* **Document segment**
— Start —

Date: | 04/29/1996 |
---|---|
Organization: | State Ethics Commission |
A full-time state employee may continue her part-time job with a state vendor that provides domestic violence shelter services.
You are a full-time supervisor in an on-going protective service unit within the Department of Social Services ("DSS"). You have served as a DSS employee since 1978. In addition to the foregoing, you are also employed on a part-time basis (20 hours per week) as a Safe Home Coordinator and Counselor by Adult/Adolescence Counseling, Inc. ("AAC") in its domestic violence program known as "Services Against Family Violence" ("Services"). You applied for this position in response to a job advertisement in the Boston Globe.
As part of its Services program, AAC operates a Safe Home Network ("SHN") which provides a safe place/shelter to women and children seeking to escape domestic violence. Utilizing donated space in hotels/motels or personal homes, individuals or families seeking shelter contact a 24-hour hotline through which they are directed to a safe home location. Such locations are not publicized and change periodically for security purposes. The SHN model is currently a popular adjunct to many battered women's programs and provides the shelter function for most such programs. You state that the SHN model is less costly than a single site shelter. Moreover, the SHN model provides greater security than a single site shelter because it is difficult for a batterer to track a domestic violence victim where the safe home locations are not publicly disclosed and such locations change periodically. The SHN as well as the other domestic violence services offered by AAC are available free of charge on a 24-hour per day basis.

— End —

* **Problem to work on**
Translate this sentence from the ethics opinion into Spanish: "Such locations are not publicized and change periodically for security purposes."

* **Data provided**
— Start —

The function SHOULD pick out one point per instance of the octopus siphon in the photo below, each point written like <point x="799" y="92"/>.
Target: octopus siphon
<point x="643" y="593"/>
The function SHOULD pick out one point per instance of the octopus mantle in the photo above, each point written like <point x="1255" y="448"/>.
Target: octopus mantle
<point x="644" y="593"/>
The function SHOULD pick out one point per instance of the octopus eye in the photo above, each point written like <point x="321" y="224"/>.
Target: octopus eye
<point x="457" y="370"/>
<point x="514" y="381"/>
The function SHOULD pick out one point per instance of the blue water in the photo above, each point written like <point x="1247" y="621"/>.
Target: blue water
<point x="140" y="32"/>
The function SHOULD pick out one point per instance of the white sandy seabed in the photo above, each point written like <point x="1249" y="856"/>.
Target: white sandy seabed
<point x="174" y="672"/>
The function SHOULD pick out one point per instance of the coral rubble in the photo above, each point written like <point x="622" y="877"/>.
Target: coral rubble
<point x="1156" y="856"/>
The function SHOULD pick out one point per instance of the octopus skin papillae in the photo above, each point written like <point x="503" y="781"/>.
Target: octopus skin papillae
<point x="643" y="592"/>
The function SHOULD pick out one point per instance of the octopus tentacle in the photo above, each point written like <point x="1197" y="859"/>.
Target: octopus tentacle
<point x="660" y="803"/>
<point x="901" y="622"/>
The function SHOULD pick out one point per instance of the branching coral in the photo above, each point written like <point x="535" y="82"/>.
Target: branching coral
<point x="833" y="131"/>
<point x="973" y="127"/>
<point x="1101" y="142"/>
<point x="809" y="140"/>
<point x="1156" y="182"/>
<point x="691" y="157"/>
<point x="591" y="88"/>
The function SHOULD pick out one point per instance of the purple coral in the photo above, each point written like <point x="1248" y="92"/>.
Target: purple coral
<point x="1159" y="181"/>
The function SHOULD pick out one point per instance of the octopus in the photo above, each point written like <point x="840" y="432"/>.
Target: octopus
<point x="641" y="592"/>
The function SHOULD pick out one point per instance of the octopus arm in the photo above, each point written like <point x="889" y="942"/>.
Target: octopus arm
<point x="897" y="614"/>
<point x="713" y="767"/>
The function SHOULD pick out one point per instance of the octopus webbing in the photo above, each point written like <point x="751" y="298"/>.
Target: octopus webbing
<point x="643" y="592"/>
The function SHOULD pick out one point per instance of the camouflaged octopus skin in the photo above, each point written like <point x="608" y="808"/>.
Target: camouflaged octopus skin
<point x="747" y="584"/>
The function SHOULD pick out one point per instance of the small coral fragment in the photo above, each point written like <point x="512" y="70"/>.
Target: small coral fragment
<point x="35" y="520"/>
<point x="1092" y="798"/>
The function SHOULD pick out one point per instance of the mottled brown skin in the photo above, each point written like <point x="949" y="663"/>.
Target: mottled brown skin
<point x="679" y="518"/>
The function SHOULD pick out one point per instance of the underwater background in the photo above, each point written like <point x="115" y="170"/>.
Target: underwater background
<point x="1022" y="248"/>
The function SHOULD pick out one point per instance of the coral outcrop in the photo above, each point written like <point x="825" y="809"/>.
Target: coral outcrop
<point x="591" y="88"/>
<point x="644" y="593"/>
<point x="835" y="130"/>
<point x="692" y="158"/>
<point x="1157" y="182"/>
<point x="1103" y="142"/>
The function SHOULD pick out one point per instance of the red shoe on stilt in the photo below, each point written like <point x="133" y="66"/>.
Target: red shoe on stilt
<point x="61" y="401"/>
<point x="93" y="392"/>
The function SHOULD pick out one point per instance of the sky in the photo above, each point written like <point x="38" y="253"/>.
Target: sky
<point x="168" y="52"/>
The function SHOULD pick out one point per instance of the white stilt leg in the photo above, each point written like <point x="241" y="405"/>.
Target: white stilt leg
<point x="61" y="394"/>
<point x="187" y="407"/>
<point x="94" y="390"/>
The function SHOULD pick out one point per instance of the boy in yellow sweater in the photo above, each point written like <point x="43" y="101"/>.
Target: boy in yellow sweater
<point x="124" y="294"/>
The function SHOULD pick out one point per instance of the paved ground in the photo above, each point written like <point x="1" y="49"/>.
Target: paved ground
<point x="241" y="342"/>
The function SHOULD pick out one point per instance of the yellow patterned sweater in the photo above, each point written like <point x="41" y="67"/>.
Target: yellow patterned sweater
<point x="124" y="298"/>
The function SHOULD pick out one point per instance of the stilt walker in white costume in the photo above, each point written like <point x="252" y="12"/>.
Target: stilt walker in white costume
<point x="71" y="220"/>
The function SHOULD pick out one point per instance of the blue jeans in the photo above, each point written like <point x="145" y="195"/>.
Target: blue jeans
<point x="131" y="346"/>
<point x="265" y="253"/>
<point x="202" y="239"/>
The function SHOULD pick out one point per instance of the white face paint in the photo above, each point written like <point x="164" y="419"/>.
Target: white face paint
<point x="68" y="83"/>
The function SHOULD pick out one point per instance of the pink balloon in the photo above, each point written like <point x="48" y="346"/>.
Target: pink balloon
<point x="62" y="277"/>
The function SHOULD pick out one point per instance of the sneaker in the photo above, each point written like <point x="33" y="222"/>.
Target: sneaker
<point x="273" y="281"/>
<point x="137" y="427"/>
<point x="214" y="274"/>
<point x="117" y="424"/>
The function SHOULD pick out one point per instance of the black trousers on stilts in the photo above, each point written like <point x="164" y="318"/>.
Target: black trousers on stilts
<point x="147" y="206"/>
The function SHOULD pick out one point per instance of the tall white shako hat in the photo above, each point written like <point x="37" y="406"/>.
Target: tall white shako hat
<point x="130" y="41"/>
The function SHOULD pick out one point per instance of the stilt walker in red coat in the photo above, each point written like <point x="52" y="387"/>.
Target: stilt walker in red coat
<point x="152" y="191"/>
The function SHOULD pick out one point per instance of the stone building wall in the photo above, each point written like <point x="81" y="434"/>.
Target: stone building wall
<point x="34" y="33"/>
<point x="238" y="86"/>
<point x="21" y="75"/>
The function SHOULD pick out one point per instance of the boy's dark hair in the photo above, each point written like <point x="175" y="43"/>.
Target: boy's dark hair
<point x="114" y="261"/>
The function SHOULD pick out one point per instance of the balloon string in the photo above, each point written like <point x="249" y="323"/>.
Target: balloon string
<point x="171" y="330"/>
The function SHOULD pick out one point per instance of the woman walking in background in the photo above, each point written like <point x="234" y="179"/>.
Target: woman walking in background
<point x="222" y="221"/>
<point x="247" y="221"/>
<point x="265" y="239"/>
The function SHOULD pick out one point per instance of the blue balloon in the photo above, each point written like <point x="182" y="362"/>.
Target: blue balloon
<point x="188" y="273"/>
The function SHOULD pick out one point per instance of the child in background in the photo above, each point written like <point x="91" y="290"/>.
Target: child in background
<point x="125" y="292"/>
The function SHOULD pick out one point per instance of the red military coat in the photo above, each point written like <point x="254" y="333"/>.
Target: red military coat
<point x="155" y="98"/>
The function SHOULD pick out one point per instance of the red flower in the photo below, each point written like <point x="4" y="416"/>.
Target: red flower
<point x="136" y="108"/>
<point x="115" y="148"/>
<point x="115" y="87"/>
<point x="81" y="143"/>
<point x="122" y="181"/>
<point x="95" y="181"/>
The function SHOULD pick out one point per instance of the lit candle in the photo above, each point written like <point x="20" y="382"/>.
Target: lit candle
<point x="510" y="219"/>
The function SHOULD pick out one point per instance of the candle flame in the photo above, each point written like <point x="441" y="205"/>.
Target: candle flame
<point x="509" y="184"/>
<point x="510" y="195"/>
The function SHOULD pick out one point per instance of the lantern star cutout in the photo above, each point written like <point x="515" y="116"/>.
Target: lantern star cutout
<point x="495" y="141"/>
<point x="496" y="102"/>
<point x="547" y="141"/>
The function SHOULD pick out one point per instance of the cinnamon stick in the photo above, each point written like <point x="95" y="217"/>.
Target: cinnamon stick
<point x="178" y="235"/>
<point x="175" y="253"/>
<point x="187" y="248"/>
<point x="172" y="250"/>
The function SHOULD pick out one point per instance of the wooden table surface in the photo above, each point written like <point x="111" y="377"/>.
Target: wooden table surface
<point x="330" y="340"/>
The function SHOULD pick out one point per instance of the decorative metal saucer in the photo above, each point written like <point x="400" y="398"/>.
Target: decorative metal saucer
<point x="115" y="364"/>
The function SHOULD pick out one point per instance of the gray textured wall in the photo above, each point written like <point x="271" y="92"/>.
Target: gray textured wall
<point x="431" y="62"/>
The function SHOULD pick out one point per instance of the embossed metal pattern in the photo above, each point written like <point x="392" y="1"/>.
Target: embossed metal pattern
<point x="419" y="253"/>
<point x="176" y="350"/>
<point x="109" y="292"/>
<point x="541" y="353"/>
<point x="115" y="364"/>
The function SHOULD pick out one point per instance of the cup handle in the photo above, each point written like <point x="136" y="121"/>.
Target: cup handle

— End —

* **Result for this task**
Dichas ubicaciones no se hacen públicas y cambian periódicamente por motivos de seguridad.